Extract to read -
- - - - - - -
Kalicharan insists that signage at entrances to the highway insisting that bicycles, pedestrians, mopeds and animals are not allowed constitutes an articulation of law. According to the Highways Act of Trinidad and Tobago, first proclaimed in 1970 and last updated in 2015, there is no provision for the banning of cyclists from the TT highways. Indeed, the law cites specific provisions for the creation and maintenance of cycling tracks on existing highways.

No such provisions exist on our highways now, though there was one effort at declaring a cycle track around the Queen’s Park Savannah, Port of Spain in 2015. In that arrangement, the inside lane of the roadway around the huge city park, the lane closest to the Savannah’s sidewalk, was set aside exclusively for cyclists between 4 am and 6 am and 8 pm to 9.30 pm during the work week, and on weekends between 6 am and 9 am. The government also agreed then to encourage the Chaguaramas Development Authority to implement the infrastructure upgrades needed to improve the quality of the enthusiastically used Chaguaramas golf course circuit.

Kalicharan’s insistence that the disappearance of cyclists from the nation’s roads generally and from its highways, in particular, is evidence of a decline in the culture of pedalling from one destination to another. That may be so, but it’s largely a causality dilemma, or more popularly, a chicken and egg situation.

Cycling was once a widely accepted form of transportation in TT, but the deterioration of both the quality of our roads and the increased presence of careless drivers has led inexorably to parents insisting that their children pursue safer forms of exercise. With fewer children taking up cycling, there has been a decline in the number of people even capable of riding a bicycle, far less willing to mount one to ride on today’s roads.

What happened to the Slipstream club on a sunny Saturday morning as they pedalled along the Beetham escorted by police outriders was a tragedy but it wasn’t illegal, and to suggest that is insulting and uninformed.

There needs, instead, to be a refreshed commitment to healthy, safe cycling opportunities in a country overrun with foreign-used vehicles and flirting with a growing profile of national obesity.
- - - - - - -
Directive 1 - In the piece on highway cycling, in what year was the Highways Act of Trinidad and Tobago first proclaimed?
Directive 2 - Reproduce the part of the piece on highway cycling that opens with the words containing "What happened to" and closes with "of national obesity.".
- - - - - - -
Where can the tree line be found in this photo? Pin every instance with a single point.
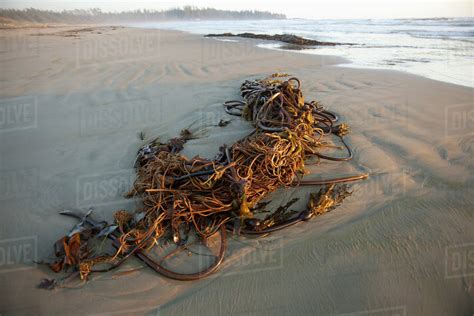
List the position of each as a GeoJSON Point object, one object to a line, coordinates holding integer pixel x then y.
{"type": "Point", "coordinates": [98, 16]}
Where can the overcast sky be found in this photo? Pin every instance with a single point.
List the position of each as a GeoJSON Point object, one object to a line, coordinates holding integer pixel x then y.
{"type": "Point", "coordinates": [326, 9]}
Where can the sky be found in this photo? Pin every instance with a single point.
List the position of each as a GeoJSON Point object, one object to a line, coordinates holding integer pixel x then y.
{"type": "Point", "coordinates": [317, 9]}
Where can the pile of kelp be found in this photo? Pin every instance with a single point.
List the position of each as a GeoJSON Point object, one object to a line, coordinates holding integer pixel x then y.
{"type": "Point", "coordinates": [204, 198]}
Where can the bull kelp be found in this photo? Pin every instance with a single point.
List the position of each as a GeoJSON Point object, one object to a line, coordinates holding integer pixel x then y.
{"type": "Point", "coordinates": [189, 202]}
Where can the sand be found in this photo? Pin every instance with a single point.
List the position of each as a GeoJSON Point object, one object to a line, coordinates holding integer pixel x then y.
{"type": "Point", "coordinates": [74, 101]}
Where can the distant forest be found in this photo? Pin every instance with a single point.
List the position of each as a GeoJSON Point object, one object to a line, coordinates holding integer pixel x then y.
{"type": "Point", "coordinates": [97, 16]}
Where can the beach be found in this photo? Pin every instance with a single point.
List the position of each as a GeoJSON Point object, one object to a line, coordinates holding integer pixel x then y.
{"type": "Point", "coordinates": [75, 100]}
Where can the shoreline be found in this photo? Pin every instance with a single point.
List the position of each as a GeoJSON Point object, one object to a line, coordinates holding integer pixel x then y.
{"type": "Point", "coordinates": [435, 69]}
{"type": "Point", "coordinates": [81, 103]}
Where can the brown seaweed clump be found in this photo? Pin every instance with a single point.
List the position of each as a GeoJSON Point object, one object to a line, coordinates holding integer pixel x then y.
{"type": "Point", "coordinates": [206, 196]}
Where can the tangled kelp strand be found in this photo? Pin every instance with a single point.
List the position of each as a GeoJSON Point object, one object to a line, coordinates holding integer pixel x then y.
{"type": "Point", "coordinates": [200, 197]}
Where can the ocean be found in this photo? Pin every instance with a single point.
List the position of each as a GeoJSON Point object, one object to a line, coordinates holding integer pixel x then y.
{"type": "Point", "coordinates": [440, 49]}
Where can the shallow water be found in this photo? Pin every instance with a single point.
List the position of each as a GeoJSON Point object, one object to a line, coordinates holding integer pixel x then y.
{"type": "Point", "coordinates": [440, 49]}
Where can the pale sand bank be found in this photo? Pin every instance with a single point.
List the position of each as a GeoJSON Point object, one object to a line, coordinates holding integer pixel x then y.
{"type": "Point", "coordinates": [77, 101]}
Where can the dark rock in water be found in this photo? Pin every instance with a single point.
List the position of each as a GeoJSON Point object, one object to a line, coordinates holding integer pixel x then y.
{"type": "Point", "coordinates": [285, 38]}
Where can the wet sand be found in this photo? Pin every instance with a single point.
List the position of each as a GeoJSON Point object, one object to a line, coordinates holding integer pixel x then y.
{"type": "Point", "coordinates": [74, 100]}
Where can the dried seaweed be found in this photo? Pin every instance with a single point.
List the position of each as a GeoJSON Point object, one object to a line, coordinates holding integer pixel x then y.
{"type": "Point", "coordinates": [204, 196]}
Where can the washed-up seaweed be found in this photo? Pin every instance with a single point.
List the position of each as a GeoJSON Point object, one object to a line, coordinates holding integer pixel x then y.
{"type": "Point", "coordinates": [285, 38]}
{"type": "Point", "coordinates": [184, 197]}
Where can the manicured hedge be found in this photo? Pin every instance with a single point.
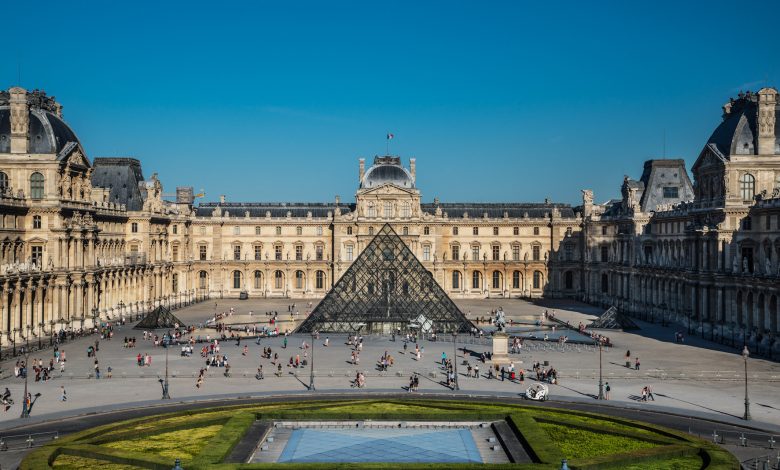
- - - - - - -
Problem solution 1 - 1970

Problem solution 2 -
What happened to the Slipstream club on a sunny Saturday morning as they pedalled along the Beetham escorted by police outriders was a tragedy but it wasn’t illegal, and to suggest that is insulting and uninformed.

There needs, instead, to be a refreshed commitment to healthy, safe cycling opportunities in a country overrun with foreign-used vehicles and flirting with a growing profile of national obesity.